EXTRACT —
========================================================================
# patent



## scrench (Dec 8, 2004)

does anyone know the steps to take on getting a patent on something ?


----------



## bugman (Aug 12, 2004)

i found this it might help you
http://www.uspto.gov/web/patents/howtopat.htm


----------



## scrench (Dec 8, 2004)

thanks bugman


----------



## bugman (Aug 12, 2004)

sure no prob hopes it helps.


----------



## bbnissan (Nov 7, 2004)

Make sure you confirm that you idea does not already exist in the patent database. Otherwise you will blow alot of money to patent something that the patent office is going to reject...and they do no refund money.


----------



## scrench (Dec 8, 2004)

thumbs up bb


----------



## hankster (Jan 1, 1998)

Unfortunately the patent search can cost as much, if not more, then the patent itself. You can search yourself but it is very easy to miss something. To do it right calls for a patent attorney and they don't come cheap. About the cheapest you can apply for a patent and do it correctly is 3 or 4 grand.


----------



## scrench (Dec 8, 2004)

hankster said:


> Unfortunately the patent search can cost as much, if not more, then the patent itself. You can search yourself but it is very easy to miss something. To do it right calls for a patent attorney and they don't come cheap. About the cheapest you can apply for a patent and do it correctly is 3 or 4 grand.



anyone want to go halvers ? lol wow did not know that ! i wonder how long something like this would take , the idea is on an improvement on something that is already in use . i have done searches on the net for it but have not found anything that is not even close .
========================================================================
WORK TO COMPLETE — Reproduce the patent thread word for word between "Make sure you" and "no refund money.", inclusive.

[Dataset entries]
========================================================================
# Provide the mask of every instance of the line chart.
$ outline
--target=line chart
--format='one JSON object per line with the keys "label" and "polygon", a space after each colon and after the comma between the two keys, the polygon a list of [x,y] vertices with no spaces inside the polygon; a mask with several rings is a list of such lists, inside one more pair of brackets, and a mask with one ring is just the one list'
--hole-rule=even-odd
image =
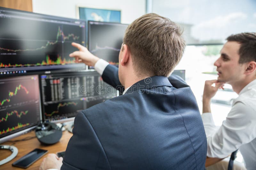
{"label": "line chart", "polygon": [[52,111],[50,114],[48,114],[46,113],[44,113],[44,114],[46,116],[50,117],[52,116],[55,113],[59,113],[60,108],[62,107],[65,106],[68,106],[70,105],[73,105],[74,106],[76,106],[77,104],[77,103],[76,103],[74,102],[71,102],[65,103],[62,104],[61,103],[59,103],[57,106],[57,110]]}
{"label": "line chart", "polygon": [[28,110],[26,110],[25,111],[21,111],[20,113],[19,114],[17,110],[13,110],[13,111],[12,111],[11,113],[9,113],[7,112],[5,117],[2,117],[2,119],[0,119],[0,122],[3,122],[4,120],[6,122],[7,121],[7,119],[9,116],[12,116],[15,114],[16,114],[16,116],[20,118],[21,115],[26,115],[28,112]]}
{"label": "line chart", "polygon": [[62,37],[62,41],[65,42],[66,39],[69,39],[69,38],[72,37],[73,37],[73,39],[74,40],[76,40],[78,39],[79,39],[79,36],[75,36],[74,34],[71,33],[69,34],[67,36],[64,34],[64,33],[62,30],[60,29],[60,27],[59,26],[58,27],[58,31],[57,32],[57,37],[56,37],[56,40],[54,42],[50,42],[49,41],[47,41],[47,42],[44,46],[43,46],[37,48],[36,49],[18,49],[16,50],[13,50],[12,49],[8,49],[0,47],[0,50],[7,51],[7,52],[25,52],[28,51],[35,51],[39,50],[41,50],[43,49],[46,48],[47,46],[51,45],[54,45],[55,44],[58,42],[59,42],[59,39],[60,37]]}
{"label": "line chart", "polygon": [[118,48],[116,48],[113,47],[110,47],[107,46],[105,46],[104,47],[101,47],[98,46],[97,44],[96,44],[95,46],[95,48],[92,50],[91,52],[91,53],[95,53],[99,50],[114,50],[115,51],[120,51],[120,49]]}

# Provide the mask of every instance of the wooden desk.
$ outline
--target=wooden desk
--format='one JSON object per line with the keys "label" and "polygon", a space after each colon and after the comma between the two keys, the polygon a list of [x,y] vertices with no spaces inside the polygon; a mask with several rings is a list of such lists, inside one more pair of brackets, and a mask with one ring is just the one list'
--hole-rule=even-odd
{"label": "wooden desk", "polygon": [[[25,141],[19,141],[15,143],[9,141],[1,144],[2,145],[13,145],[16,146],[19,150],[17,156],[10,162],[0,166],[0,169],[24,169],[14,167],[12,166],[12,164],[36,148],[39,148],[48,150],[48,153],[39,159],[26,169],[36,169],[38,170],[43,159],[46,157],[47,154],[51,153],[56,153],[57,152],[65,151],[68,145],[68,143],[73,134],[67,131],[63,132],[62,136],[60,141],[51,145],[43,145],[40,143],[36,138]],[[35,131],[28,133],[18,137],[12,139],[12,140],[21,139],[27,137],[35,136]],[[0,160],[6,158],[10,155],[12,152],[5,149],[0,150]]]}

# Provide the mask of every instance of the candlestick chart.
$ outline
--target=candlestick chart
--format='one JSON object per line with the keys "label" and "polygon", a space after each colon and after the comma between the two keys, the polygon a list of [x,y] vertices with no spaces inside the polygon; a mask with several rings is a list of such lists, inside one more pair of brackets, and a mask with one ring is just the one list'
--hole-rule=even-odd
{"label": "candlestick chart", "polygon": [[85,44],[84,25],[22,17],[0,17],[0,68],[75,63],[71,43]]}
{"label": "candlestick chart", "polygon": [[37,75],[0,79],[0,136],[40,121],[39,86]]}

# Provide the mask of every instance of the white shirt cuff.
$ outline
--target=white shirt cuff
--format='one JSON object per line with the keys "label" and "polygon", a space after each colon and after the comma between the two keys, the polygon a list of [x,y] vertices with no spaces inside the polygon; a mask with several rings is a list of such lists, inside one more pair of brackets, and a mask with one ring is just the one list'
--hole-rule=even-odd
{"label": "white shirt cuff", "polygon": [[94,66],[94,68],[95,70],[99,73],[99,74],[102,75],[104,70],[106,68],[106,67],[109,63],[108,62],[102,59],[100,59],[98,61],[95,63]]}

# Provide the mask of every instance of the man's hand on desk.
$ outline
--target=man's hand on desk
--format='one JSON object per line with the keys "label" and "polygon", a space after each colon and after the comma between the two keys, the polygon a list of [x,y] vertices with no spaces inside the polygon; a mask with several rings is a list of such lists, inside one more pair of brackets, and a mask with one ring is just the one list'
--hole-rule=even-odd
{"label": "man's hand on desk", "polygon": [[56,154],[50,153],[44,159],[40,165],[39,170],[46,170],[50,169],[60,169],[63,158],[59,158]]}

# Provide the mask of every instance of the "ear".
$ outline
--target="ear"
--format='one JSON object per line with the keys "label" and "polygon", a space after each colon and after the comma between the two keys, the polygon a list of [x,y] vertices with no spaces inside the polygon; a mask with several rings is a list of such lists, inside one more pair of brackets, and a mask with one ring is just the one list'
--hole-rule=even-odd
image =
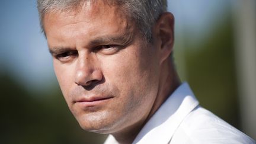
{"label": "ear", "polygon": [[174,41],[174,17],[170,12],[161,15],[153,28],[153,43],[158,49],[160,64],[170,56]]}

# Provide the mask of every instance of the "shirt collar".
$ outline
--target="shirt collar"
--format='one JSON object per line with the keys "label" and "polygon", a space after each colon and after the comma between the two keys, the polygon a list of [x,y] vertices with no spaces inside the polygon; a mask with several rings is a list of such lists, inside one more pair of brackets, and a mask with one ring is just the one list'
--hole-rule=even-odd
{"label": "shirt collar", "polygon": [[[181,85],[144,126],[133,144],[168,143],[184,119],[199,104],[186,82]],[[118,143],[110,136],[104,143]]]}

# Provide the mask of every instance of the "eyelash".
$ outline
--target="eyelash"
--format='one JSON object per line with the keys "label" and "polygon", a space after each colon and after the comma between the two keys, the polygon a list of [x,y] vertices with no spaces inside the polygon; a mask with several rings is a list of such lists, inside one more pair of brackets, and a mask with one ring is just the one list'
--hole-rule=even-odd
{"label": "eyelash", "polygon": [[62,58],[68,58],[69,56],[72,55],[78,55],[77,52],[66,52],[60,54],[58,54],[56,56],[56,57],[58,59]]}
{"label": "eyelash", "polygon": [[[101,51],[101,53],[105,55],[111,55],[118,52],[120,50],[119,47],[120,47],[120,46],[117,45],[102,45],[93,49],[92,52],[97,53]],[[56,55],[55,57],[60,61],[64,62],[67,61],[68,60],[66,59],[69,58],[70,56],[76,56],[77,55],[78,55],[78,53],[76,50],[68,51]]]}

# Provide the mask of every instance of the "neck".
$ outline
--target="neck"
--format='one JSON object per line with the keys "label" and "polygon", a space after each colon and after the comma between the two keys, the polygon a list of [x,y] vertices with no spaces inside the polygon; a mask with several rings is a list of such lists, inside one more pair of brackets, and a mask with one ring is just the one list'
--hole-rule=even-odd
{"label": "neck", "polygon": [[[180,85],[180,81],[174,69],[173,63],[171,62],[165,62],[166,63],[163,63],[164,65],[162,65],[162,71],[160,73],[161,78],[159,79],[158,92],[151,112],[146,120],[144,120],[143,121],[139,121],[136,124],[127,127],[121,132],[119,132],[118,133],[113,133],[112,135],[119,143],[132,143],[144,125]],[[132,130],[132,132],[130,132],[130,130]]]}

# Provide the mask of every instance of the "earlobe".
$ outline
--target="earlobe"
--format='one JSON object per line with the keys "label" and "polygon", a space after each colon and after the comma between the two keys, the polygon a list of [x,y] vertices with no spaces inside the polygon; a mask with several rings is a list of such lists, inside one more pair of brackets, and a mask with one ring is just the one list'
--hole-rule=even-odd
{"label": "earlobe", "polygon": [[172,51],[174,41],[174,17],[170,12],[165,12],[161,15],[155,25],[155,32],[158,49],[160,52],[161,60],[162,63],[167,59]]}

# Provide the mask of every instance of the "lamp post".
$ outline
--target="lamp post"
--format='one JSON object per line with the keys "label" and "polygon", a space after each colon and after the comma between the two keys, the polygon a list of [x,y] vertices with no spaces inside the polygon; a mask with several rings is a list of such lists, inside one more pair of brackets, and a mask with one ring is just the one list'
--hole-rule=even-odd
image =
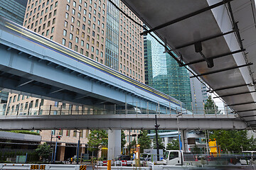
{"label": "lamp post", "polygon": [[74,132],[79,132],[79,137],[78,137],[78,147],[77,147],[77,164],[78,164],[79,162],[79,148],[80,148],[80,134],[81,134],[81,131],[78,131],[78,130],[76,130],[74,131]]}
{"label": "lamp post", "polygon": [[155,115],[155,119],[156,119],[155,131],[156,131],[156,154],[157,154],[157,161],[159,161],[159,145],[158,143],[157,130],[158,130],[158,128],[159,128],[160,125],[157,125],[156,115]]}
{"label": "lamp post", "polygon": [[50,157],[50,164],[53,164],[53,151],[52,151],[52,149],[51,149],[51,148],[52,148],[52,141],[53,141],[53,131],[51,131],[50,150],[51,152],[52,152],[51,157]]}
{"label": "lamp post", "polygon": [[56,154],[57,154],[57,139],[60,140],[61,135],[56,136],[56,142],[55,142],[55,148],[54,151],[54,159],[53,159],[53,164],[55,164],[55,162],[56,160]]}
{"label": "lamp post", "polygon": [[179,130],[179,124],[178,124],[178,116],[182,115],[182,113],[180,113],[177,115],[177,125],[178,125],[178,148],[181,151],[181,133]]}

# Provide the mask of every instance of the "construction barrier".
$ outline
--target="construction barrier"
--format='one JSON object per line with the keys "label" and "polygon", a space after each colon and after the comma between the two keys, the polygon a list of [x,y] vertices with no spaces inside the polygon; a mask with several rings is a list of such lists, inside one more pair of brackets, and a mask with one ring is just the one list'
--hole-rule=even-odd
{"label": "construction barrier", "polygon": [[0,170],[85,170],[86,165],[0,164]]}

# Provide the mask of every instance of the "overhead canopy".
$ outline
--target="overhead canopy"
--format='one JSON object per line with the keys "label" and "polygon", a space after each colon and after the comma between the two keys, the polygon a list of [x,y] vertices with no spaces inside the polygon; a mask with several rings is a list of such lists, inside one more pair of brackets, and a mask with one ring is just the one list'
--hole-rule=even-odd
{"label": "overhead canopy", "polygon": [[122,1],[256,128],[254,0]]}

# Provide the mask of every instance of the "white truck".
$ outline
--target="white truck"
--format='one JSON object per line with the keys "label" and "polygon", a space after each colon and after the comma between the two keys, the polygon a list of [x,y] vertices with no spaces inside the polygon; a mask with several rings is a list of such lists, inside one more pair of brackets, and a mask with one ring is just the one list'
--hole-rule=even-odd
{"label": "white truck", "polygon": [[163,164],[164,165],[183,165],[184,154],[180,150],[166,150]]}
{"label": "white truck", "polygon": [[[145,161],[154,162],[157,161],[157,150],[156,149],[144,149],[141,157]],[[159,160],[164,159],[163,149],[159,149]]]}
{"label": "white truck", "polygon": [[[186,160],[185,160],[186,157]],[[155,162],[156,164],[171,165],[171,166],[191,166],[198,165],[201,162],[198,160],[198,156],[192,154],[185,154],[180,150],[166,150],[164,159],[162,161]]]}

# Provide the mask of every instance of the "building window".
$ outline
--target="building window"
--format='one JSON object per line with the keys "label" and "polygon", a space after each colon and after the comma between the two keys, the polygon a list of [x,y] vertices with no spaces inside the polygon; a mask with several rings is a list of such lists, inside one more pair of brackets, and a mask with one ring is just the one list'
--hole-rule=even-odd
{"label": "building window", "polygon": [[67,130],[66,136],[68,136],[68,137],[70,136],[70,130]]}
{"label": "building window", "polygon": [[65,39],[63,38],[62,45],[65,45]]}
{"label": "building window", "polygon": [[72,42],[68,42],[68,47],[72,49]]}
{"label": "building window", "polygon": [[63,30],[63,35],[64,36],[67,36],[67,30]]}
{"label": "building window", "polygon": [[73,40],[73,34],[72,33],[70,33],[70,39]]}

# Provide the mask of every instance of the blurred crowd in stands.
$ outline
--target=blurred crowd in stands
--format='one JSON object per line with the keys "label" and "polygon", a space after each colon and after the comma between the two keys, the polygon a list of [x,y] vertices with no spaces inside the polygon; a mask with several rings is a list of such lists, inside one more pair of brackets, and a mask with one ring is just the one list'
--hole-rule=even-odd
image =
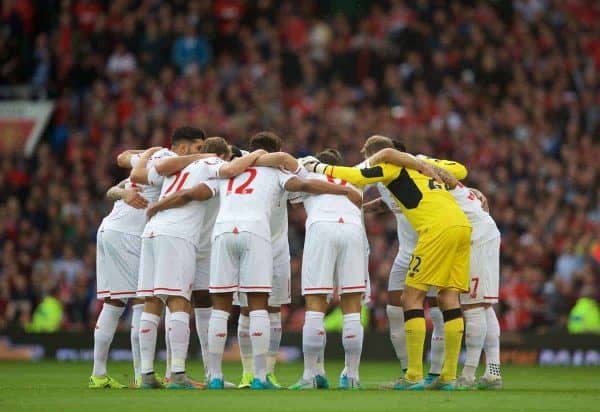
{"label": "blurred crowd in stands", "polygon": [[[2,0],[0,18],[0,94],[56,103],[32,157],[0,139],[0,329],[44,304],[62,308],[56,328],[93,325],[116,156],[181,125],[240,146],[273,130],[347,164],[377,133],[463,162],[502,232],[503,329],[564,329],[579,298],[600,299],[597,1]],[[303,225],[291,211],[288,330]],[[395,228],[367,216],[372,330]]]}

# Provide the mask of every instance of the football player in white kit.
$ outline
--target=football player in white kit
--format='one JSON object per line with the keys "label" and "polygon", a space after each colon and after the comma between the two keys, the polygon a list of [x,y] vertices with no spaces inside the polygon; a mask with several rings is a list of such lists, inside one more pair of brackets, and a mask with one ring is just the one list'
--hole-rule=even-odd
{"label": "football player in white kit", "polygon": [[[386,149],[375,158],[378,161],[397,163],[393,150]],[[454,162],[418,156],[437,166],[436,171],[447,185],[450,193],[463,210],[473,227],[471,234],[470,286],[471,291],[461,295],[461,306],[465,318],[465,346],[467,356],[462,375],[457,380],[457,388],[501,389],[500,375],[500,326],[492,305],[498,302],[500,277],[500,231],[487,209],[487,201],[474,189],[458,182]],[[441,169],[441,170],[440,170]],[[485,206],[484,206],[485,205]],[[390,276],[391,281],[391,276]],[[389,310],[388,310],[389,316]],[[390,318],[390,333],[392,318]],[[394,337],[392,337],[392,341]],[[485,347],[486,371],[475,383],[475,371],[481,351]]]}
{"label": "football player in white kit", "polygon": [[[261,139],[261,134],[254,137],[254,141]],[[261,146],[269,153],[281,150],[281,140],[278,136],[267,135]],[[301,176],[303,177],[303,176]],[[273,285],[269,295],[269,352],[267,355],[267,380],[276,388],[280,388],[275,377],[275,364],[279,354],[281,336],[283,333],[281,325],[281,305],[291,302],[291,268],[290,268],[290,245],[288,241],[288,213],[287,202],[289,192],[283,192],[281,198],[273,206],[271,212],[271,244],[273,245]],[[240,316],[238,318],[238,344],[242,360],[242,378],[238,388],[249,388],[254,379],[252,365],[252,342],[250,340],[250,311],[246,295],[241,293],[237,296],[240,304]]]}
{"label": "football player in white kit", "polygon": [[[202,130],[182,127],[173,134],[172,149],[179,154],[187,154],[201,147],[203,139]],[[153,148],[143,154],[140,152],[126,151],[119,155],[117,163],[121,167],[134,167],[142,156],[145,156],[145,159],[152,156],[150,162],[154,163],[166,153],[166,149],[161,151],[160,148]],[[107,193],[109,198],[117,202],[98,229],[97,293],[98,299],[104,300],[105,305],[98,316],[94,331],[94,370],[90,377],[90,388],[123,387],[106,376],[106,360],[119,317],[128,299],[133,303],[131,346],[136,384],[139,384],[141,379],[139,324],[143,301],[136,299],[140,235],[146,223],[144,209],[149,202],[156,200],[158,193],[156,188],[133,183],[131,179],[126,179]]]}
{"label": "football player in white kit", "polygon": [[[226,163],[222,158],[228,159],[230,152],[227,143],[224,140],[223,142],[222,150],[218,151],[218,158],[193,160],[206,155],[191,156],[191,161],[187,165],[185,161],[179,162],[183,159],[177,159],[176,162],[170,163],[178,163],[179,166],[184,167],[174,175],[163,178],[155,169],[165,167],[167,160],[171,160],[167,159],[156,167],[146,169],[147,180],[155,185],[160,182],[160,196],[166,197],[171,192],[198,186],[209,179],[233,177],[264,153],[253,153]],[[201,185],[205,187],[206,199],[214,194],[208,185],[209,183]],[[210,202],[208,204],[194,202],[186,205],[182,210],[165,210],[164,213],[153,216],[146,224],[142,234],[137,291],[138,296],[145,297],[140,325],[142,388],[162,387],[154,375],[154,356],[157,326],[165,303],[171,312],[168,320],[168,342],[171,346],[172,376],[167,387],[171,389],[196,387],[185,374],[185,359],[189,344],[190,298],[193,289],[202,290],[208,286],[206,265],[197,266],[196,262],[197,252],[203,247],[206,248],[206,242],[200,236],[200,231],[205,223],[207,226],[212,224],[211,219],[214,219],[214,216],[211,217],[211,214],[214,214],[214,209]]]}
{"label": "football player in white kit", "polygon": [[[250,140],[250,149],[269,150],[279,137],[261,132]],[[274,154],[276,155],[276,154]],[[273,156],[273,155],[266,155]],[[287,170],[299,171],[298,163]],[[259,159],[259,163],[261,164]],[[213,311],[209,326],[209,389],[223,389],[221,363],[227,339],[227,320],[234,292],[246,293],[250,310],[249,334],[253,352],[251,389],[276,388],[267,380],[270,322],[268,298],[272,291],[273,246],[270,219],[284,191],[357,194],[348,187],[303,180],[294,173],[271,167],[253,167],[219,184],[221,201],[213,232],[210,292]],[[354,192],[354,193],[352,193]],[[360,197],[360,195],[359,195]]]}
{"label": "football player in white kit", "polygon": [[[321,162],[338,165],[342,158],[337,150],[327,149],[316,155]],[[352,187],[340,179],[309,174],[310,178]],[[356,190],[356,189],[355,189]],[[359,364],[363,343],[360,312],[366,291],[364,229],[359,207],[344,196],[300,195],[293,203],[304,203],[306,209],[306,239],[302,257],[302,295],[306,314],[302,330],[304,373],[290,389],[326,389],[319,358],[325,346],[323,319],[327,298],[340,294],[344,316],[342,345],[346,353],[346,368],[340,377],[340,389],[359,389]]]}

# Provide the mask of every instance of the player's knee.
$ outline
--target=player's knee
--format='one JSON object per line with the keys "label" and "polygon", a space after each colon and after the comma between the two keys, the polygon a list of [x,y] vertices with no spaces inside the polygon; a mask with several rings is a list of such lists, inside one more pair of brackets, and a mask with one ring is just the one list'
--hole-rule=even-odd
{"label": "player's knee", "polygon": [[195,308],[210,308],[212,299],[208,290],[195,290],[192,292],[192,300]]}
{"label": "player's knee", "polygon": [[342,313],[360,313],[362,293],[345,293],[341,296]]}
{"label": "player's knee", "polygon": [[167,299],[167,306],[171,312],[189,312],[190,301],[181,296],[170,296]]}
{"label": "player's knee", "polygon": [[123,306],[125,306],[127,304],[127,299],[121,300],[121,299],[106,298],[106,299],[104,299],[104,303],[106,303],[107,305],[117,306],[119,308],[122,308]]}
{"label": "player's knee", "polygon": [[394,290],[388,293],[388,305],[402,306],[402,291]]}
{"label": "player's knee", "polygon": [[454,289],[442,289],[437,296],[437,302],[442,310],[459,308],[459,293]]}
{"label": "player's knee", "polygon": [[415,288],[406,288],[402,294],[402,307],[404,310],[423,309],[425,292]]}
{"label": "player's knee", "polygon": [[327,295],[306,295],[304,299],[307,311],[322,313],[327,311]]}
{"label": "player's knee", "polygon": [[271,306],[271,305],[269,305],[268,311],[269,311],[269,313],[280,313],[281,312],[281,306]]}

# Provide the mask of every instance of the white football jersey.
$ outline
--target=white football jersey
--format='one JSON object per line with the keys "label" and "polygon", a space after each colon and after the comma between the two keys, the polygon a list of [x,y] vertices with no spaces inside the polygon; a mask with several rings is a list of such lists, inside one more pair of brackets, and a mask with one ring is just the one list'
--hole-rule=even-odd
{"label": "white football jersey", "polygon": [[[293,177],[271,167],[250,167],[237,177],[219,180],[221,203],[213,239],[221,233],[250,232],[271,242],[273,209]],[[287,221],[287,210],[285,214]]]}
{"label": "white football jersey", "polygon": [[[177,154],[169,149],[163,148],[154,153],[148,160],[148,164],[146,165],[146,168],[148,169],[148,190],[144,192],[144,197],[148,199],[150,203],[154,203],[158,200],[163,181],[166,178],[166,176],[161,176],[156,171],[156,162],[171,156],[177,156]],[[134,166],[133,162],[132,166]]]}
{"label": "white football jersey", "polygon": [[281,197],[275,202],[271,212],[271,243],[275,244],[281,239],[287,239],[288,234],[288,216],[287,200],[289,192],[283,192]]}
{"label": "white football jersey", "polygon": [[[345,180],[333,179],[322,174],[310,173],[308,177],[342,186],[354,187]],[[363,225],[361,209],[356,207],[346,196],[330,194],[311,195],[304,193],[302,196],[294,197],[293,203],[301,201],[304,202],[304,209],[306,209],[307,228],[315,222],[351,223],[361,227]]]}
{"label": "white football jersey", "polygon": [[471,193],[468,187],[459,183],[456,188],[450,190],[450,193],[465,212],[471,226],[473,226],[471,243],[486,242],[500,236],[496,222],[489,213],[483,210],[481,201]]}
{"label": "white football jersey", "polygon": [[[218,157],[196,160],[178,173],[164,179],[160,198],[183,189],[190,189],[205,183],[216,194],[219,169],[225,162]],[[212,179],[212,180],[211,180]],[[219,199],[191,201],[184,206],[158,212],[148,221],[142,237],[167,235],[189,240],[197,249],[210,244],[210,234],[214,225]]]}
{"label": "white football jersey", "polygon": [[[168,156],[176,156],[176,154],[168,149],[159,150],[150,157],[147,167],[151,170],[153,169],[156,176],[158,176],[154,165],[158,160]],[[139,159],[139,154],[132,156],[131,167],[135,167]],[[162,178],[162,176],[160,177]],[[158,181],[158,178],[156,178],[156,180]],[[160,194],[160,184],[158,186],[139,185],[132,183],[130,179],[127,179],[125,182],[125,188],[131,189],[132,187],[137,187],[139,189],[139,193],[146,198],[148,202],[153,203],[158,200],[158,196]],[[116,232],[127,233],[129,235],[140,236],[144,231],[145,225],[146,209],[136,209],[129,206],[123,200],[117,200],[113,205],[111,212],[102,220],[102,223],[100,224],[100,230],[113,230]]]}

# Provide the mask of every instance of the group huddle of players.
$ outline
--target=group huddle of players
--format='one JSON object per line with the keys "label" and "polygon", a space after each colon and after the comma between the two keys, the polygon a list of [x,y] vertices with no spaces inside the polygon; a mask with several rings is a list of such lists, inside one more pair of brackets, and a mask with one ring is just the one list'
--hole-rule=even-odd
========================================================================
SOLUTION TO THE EXERCISE —
Make sure you confirm that you idea does not already exist in the patent database. Otherwise you will blow alot of money to patent something that the patent office is going to reject...and they do no refund money.